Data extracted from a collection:

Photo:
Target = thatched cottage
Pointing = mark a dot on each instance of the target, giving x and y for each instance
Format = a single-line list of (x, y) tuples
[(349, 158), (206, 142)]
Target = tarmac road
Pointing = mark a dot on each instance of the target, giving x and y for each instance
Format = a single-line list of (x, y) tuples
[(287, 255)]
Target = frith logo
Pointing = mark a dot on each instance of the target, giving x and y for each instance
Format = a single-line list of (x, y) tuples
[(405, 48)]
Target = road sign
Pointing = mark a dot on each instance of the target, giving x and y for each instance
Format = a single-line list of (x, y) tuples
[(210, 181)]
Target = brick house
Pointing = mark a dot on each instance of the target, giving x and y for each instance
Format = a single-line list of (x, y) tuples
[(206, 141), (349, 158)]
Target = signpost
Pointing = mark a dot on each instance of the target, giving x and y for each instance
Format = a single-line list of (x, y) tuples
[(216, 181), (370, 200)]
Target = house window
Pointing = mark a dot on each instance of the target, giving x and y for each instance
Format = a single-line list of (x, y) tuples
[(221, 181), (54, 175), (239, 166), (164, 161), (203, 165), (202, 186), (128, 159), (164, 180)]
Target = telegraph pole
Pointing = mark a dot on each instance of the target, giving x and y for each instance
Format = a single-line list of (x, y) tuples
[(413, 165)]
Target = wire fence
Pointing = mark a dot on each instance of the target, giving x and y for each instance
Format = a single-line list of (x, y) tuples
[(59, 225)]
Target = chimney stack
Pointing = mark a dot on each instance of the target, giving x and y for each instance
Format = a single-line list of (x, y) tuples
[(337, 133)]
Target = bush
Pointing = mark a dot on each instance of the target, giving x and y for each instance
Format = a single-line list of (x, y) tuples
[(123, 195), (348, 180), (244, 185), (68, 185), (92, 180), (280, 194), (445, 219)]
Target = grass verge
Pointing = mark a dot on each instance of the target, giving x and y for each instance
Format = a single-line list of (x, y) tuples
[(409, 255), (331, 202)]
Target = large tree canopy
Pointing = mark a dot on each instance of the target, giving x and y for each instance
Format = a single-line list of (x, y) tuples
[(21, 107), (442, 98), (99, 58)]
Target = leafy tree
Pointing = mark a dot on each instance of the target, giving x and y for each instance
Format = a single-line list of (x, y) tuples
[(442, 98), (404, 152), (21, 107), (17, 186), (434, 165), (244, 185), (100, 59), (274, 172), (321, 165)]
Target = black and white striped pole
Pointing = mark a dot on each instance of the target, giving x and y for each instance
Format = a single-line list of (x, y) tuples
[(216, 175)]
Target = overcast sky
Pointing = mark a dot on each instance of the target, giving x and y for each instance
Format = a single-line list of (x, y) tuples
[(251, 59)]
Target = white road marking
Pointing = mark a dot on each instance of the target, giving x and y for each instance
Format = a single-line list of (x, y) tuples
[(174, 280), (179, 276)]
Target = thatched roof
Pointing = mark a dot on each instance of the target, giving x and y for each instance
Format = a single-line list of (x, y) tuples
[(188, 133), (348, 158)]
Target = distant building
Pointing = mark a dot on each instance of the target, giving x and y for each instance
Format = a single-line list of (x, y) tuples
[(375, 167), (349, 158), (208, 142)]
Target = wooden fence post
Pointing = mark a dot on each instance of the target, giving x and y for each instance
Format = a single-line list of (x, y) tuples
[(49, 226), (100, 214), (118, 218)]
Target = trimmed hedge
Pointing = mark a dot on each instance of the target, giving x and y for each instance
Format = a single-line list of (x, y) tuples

What is required. Restate the records, all of them, precisely as written.

Result for this exercise.
Photo:
Target = thatched cottage
Pointing = mark a dot on each instance of the target, giving x and y for each instance
Format = a single-line list of (x, y) tuples
[(349, 158), (206, 142)]
Target = tarmac road
Pointing = mark a dot on each instance of the target, giving x and y for each instance
Format = a single-line list of (x, y) tuples
[(287, 255)]
Target = frith logo
Pointing = mark a dot on each instance of the target, giving x and y for each instance
Format = a single-line list of (x, y) tuples
[(405, 48)]
Target = road sign
Pointing = mark a dot on each instance of the target, giving x and y for each instance
Format = a single-line list of (x, y) tuples
[(210, 181)]
Target = brick house
Pointing = mark a dot on each instance of the target, giving x and y for each instance
Format = a single-line list of (x, y) tuples
[(206, 141), (349, 158)]
Target = signpost
Pointing = mark a dot on each instance of the target, giving x and y for each instance
Format = a single-line list of (x, y) tuples
[(216, 181), (370, 200)]
Target = house window
Pointing = mark a dot on each instance of the target, giving x and y for each instance
Format = a single-line list of (x, y) tuples
[(221, 181), (54, 175), (239, 166), (164, 161), (203, 165), (202, 186), (128, 159), (164, 180)]
Target = telegraph pole
Pointing = mark a dot on each instance of the target, giving x and y for each instance
Format = a single-line list of (x, y) tuples
[(413, 165)]
Target = wire fence
Pointing = mark a dot on each instance of the target, giving x and y for each instance
Format = a single-line list of (x, y) tuples
[(59, 225)]
Target = chimney stack
Pointing = mark a dot on each instance of the target, giving x and y for each instance
Format = a single-line list of (x, y) tuples
[(337, 133)]
Target = bush
Pointing = mark a dot on each instance of the target, giving x and y for each instance
Format = a single-line list of (x, y) tuples
[(123, 195), (348, 180), (244, 185), (68, 185), (92, 180), (280, 194), (445, 219)]
Target = grass verge
Pointing = mark a dot on each instance of the target, giving x and y for each instance
Format = a single-line list of (x, y) tuples
[(409, 255), (331, 202)]
Target = large tree canopy
Pointing = mark a dot on each instance of the target, giving x and y for each instance
Format = a single-line list of (x, y) tuples
[(21, 107), (442, 98), (99, 58)]
Target = leafy tree
Pointing = mark a dot on each instance of the target, giving x and y for each instance
Format = a single-line list of (x, y) tuples
[(442, 98), (404, 152), (21, 107), (17, 186), (434, 165), (244, 185), (100, 59), (274, 172), (321, 165)]
Target = black and white striped pole
Pointing = mark a dot on each instance of the target, giving x and y for each instance
Format = a single-line list of (x, y) tuples
[(216, 175)]
Target = overcast sky
Pointing = mark a dot on each instance of the target, giving x and y for each instance
Format = a single-line list of (x, y) tuples
[(251, 59)]
Target = white road marking
Pointing = mark a dot on each instance of the target, giving x and y for each instance
Format = a single-line list of (x, y) tuples
[(174, 280), (179, 276)]
Target = thatched roof
Pointing = mark a dot on each instance of the target, giving x and y for each instance
Format = a single-line list of (x, y) tuples
[(188, 133), (348, 158)]
Target = distant building
Pointing = mark a dot on each instance of the target, giving x and y for each instance
Format = a single-line list of (x, y) tuples
[(375, 167), (349, 158), (208, 142)]
Target = wooden fence post
Pointing = mark a dot on each instance of the target, giving x and y for each instance
Format = a single-line list of (x, y) tuples
[(49, 226), (100, 214), (118, 218)]
Target = trimmed hedge
Pointing = mark a dot on each instance of the target, giving x and y for each instance
Format = a single-line list of (x, y) tuples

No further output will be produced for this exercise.